Selecione e copie todas as linhas dos registros abaixo que contêm a palavra "tree".

» Trechos do conjunto de dados de rotulagem de pontos
******

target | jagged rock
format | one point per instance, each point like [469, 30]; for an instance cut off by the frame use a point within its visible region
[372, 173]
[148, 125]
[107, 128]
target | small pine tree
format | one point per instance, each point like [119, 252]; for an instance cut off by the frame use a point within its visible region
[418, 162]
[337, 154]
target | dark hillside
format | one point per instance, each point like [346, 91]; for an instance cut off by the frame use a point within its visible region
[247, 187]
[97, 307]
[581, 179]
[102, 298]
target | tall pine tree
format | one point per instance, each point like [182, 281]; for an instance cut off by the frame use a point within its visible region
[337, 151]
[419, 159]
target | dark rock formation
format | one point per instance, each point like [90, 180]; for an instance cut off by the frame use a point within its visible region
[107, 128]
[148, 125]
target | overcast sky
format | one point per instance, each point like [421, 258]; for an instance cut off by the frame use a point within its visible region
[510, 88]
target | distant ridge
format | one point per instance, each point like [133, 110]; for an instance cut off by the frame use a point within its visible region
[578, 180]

******

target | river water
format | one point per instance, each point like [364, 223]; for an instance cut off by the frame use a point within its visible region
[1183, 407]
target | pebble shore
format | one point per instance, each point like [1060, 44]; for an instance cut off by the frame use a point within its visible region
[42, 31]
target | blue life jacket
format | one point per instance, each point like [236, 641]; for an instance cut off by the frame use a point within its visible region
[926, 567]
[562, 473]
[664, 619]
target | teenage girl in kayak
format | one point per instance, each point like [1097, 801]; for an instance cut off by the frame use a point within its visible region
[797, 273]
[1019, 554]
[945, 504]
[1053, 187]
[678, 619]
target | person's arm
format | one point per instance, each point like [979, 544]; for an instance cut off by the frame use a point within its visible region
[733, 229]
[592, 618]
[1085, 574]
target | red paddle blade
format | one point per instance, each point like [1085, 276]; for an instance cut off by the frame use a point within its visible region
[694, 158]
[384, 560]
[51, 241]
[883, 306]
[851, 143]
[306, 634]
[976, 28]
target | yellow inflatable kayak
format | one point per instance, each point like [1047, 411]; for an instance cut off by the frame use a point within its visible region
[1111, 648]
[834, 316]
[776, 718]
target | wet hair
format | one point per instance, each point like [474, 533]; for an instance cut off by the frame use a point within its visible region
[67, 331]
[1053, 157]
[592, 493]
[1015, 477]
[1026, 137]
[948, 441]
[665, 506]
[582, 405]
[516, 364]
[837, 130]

******

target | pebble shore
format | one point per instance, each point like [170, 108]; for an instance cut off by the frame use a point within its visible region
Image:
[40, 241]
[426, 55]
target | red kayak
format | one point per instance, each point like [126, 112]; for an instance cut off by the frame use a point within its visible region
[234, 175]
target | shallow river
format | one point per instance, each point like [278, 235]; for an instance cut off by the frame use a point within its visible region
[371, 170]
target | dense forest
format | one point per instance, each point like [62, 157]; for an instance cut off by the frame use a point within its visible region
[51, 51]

******

» Solução do problema
target | small pine tree
target | tall pine tree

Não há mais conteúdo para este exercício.